Task to complete |
Apart from the pictures, write out the records that follow exactly.

Material for this task |

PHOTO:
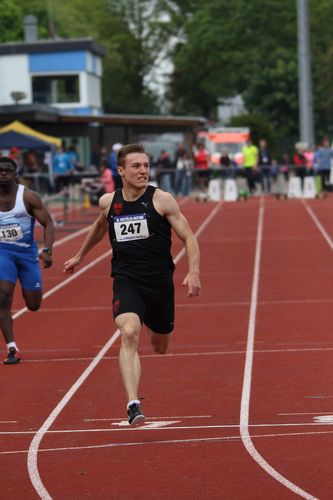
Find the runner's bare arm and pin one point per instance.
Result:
(167, 206)
(37, 209)
(96, 233)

Result |
PHOTO:
Find the runner's bare arm and pin one point per instance.
Result:
(167, 206)
(37, 209)
(96, 233)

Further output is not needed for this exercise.